▼

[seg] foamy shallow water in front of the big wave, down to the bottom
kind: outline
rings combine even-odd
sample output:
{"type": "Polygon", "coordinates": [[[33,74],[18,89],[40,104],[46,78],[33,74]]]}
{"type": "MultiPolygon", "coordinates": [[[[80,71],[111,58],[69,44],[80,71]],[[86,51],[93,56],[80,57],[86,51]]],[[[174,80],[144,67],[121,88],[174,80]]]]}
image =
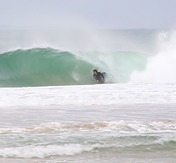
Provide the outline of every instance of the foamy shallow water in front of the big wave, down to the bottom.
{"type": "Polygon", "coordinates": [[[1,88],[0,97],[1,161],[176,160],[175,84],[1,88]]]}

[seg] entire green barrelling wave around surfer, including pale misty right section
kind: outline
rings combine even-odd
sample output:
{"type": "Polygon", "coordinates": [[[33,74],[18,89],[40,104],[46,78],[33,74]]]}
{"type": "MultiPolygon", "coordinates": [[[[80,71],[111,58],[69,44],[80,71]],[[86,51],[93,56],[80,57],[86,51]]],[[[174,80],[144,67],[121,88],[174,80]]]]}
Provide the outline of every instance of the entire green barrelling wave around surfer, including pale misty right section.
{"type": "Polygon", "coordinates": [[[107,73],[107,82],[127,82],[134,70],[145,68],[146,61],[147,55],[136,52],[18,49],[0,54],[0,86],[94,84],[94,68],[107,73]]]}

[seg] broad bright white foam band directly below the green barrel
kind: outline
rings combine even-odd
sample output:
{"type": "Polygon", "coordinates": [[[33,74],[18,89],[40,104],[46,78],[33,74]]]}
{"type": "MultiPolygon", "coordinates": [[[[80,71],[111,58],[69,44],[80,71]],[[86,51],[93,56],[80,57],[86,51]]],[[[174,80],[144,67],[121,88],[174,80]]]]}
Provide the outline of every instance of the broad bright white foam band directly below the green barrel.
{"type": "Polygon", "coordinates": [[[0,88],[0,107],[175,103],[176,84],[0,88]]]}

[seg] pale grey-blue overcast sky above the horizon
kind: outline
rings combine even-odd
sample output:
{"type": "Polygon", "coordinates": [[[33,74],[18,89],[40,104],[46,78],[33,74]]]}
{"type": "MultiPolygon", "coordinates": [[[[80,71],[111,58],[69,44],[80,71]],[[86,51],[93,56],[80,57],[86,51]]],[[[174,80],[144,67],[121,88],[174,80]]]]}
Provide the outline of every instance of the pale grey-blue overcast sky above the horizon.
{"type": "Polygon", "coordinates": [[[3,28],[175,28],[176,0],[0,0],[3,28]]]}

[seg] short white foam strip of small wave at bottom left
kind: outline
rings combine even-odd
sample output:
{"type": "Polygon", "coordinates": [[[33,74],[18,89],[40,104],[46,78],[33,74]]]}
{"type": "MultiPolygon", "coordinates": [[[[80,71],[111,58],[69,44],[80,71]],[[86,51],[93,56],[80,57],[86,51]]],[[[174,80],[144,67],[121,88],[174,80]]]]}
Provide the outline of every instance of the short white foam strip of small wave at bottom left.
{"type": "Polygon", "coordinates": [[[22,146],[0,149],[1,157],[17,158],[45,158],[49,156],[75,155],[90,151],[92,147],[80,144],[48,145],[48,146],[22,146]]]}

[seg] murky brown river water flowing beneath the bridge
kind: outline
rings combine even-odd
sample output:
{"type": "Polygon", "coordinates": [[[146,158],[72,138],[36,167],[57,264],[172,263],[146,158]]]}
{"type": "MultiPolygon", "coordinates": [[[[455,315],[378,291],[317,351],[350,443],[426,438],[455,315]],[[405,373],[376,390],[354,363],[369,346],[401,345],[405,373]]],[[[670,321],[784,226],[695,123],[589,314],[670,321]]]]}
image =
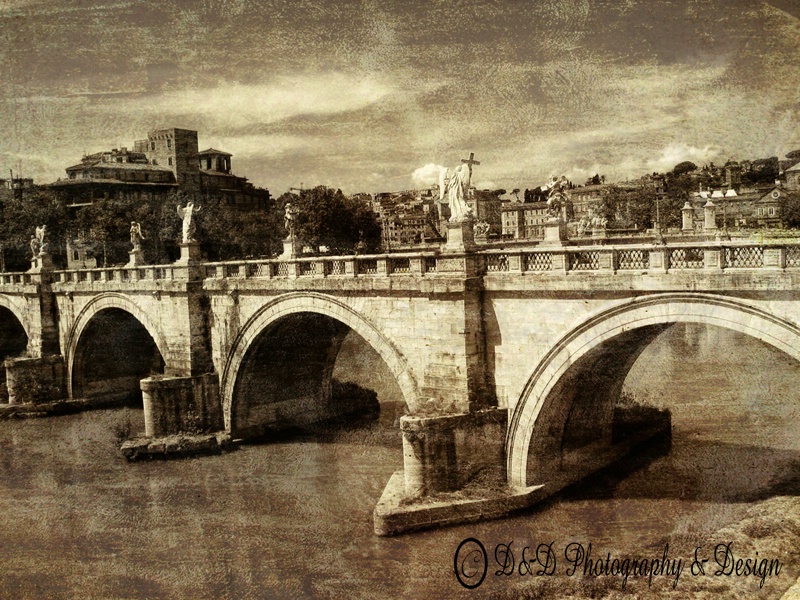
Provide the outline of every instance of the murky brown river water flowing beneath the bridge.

▲

Exercise directions: Your answer must be every line from the listing above that holds the string "river".

Exercise response:
[seg] murky brown river water flowing beneath the bridge
Provide the outline of every instance of the murky brown river water flowing beneath the bridge.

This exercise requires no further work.